— Start PASSAGE SHOWN —

2024-05-19 07:45:27
Bistate Battle Over Congestion Pricing Escalates With New Lawsuit - Democratic Voice USA
Bistate Battle Over Congestion Pricing Escalates With New Lawsuit

Good morning. It’s Thursday. We’ll find out about a second lawsuit from New Jersey challenging New York’s congestion-pricing plan. We’ll also look at a wristwatch that belonged to Andy Warhol, who said everyone would be famous for 15 minutes.

A new lawsuit from New Jersey signaled an escalation in the cross-border fight over New York’s congestion-pricing plan, which would generate money for mass transit with tolls on drivers entering Manhattan below 60th Street.

Suburbanites complain that congestion pricing would cause more traffic on their roads and more pollution in their communities. Gov. Philip D. Murphy of New Jersey sued the federal government last summer to block the plan, saying it would create unfair financial and environmental burdens for his state’s residents.

On Wednesday, Mark Sokolich, the mayor of Fort Lee, N.J., announced another lawsuit challenging congestion pricing as an environmental threat.

Sokolich, who was joined by other northern New Jersey officials, including Representative Josh Gottheimer, a fellow Democrat, said that more vehicles would go through Fort Lee on the way to the George Washington Bridge once congestion pricing took effect, because drivers would avoid Midtown Manhattan and the new tolls.

The lawsuit, a potential class-action proceeding with Sokolich and a Fort Lee resident who has asthma as plaintiffs, asserts that congestion pricing would increase pollutants like nitrogen oxides and carbon monoxide in Fort Lee.

The Metropolitan Transportation Authority, which oversees mass transit in New York and is counting on congestion pricing for $1 billion a year in new revenue, had hoped to start collecting the money next spring. Janno Lieber, the authority’s chairman and chief executive, said last week that Murphy’s lawsuit to block congestion pricing threatened much-needed work.

“We’re done being the nice, quiet neighbor to everybody — we’ve had enough,” Sokolich said. “I’m going to tell you that the additional traffic is secondary at this point. We deal on a daily basis with the pollutants, the soot, the filth. Additional traffic brings additional pollution.”

Gottheimer, whose district includes Fort Lee and who has long opposed congestion pricing, said the tolling system would add $5,000 a year to the price commuters paid to drive to work in New York.

— End PASSAGE SHOWN —
— Start SUPPLIED RECORDS —

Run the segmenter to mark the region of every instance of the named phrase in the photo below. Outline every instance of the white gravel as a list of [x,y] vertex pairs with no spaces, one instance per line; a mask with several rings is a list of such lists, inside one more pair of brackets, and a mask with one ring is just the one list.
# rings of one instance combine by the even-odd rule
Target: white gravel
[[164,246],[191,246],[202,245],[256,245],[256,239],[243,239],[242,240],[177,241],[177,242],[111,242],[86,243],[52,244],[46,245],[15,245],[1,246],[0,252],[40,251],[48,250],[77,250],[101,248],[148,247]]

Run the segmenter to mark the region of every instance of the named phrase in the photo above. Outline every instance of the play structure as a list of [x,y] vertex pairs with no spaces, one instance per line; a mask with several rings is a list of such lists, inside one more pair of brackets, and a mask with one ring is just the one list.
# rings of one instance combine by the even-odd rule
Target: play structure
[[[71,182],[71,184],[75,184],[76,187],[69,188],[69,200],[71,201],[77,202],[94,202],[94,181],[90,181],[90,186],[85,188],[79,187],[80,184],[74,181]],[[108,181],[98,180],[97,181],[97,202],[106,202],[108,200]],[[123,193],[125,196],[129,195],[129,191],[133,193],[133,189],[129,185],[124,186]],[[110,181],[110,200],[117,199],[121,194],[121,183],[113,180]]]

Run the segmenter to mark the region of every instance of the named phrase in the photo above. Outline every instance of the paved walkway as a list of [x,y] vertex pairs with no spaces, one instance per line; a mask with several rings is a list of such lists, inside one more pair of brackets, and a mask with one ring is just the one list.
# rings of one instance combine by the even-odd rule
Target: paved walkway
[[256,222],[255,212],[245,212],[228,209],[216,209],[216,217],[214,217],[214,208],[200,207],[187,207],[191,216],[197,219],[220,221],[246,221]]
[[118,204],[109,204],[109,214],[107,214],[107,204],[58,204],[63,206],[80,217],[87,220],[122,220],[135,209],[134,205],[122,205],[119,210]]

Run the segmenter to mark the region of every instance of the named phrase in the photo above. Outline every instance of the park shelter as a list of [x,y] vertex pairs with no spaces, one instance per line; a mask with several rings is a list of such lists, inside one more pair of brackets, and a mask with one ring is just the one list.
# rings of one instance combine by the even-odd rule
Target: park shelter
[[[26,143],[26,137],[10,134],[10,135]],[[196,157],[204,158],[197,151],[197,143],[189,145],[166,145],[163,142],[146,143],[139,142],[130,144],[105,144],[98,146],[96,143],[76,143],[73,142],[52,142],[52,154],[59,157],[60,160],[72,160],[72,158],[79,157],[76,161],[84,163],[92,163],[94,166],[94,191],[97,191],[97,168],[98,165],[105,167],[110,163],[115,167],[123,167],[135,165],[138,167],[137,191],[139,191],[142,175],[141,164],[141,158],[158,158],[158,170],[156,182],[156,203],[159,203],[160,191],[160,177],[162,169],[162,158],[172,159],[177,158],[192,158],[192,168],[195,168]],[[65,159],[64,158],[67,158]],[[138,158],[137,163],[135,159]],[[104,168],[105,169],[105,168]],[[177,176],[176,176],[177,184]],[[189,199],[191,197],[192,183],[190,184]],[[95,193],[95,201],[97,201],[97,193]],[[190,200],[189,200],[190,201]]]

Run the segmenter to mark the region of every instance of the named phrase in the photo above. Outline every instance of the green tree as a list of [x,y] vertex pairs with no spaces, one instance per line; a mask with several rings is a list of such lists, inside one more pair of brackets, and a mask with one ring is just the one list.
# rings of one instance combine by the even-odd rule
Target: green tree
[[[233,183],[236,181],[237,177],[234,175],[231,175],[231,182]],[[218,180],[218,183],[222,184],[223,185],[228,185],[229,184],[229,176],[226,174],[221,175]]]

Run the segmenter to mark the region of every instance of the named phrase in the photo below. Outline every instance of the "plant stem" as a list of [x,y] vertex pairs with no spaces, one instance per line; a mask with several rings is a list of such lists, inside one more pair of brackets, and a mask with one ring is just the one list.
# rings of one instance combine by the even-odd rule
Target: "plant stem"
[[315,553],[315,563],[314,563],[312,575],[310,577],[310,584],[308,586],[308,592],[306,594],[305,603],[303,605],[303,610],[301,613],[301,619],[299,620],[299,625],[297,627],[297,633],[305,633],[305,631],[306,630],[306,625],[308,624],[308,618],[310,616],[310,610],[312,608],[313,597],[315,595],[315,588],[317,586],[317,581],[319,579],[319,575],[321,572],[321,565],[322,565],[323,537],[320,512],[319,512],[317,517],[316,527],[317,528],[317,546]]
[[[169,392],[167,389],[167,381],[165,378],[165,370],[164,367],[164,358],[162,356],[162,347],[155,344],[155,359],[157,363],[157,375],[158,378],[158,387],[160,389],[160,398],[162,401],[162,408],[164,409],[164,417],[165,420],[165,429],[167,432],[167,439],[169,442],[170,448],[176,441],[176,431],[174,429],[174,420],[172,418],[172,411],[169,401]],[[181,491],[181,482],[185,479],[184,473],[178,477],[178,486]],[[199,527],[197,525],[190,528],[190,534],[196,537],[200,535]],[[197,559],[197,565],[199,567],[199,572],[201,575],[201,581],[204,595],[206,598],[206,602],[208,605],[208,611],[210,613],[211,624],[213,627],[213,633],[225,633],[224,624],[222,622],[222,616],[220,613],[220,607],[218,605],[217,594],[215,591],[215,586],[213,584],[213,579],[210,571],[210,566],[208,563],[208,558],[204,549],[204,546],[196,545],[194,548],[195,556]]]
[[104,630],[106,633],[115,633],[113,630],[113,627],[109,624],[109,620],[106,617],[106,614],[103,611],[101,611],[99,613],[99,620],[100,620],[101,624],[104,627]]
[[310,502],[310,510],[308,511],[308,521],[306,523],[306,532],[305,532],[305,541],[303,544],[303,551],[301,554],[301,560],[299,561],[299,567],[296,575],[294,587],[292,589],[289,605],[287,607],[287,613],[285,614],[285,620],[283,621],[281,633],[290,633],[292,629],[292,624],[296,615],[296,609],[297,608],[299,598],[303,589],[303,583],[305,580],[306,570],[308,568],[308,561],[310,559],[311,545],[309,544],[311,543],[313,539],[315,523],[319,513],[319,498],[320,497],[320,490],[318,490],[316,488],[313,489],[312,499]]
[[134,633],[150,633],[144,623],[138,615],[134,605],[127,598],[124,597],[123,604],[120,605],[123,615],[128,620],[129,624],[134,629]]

— End SUPPLIED RECORDS —

TASK 1:
Rewrite the paragraph of the congestion-pricing article that begins "The Metropolitan Transportation Authority, which oversees" as a short bulleted list that keeps its main facts.
TASK 2:
List every person named in the congestion-pricing article.
The outline records are separate material and have no connection to the congestion-pricing article.

CORRECT OUTPUT 1:
- The Metropolitan Transportation Authority oversees mass transit in New York.
- It is counting on congestion pricing for $1 billion a year in new revenue.
- It had hoped to start collecting the money next spring.
- Its chairman and chief executive, Janno Lieber, said last week that Murphy's lawsuit threatened much-needed work.

CORRECT OUTPUT 2:
- Andy Warhol
- Philip D. Murphy
- Mark Sokolich
- Josh Gottheimer
- Janno Lieber